Top of EXCERPTED PASSAGE
Canada Post Strike Means Children Will Not Get Letters from Santa

Girl in Red Sweater Making a Christmas Letter
cottonbro studio/Pexels

Canada Post announced on Wednesday that children will not receive letters from Santa Claus this year as a result of a month-long union strike that disrupted the postal office’s operations and its decades-long Santa letter program.

For more than 40 years, Canada Post, the nation’s main postal operator, has run an initiative that allows children from Canada and all over the world to write and send letters to Santa Claus with their wishes for presents for themselves and others using a special postal code in the “North Pole.” Thousands of volunteers at Canada Post help respond to the children’s letters every year in English or in whichever language a child’s letter was written, including braille.

Canada Post announced on Wednesday that the decades-long tradition will be halted as a result of a month-long strike by 55,000 postal workers affiliated with the Canadian Union of Postal Workers (CUPW) after failed negotiations between the union and Canada Post.

The strike came to an end on Tuesday after the Canada Industrial Relations Board (CIRB) ordered a return to work of the 55,000 striking postal workers. The strike caused a significant backlog of a “couple million” parcels for the Canadian postal operator, causing delays in the holiday shipping season.

Canada Post explained that it would “take some time” to clear the letters and parcels, many of which have been backlogged since the start of the strike on November 15, stressing that customers should expect delays through the remainder of 2024 and into January 2025.
Bottom of EXCERPTED PASSAGE
* _PROMPT 1_
According to the Canada Post strike article, on what date did the strike begin?
* _PROMPT 2_
Please write the next part of the Canada Post strike article, picking up after its last paragraph.
Top of DATASET EXTRACT
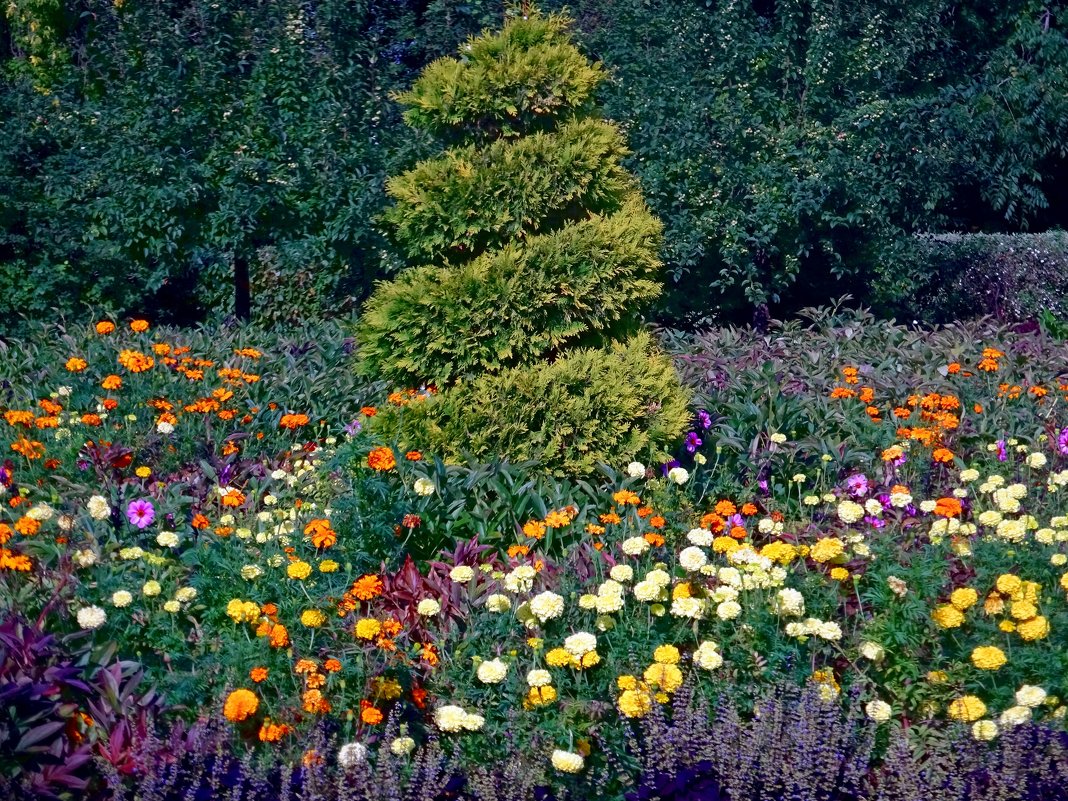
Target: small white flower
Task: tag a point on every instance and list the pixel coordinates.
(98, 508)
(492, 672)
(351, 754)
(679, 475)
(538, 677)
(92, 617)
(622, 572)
Bottom of DATASET EXTRACT
Top of DATASET EXTRACT
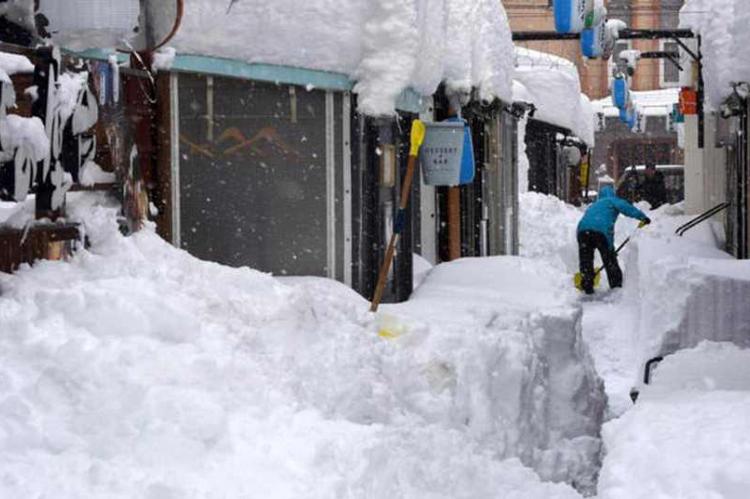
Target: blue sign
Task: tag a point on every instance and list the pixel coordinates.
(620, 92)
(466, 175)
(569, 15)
Bottom of DATASET EXTRACT
Top of DATASET EXTRACT
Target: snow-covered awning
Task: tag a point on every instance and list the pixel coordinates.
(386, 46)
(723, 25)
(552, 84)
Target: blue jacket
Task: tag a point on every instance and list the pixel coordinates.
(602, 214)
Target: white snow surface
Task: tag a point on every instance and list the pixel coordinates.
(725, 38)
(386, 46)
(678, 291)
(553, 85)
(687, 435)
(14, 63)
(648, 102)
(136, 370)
Bottom of DATASET EXTRACT
* _TASK RESULT 1_
November 15

* _TASK RESULT 2_
“Though Santa won’t have time to respond to letters received through the mail this year, we want to let kids know that their letters will make it to him by Christmas Eve,” Canada Post said in a statement. “Santa is looking forward to reading all the letters he receives.”

Canada Post remarked that, like always, “letters to Santa are handled with special care,” pointing out that letters sent to Santa would be delivered “straight to the North Pole” if mailed by December 23.

At the time of the start of the strike, CUPW released a lengthy list containing over 20 demands to Canada Post, including — but not limited to — wage increases, more paid medical days, coverage for fertility treatments and “gender-affirming care,” and improved protections against “technological change.”

CUPW criticized the Industrial Relations Board’s order to return to work on Tuesday by describing it as “a clear violation of our Charter rights” and said they would fight the order at the CIRB and in the courts.

“We have waited far too long for our issues to be resolved, in collective bargaining but, once again, the government has stepped in, tipping the scales in the Employer’s favour,” the statement read. “Their interference will make us wait longer and add other issues to the table.” 

“Even as we take part in the next steps of the process ordered by the Minister of Labour, we will not stand down,” the statement continued.

The postal workers’ union claimed that its workers would still “stand strong and continue to fight to get the good negotiated collective agreements they deserve” in the face of what they described as “yet another abuse of government power.”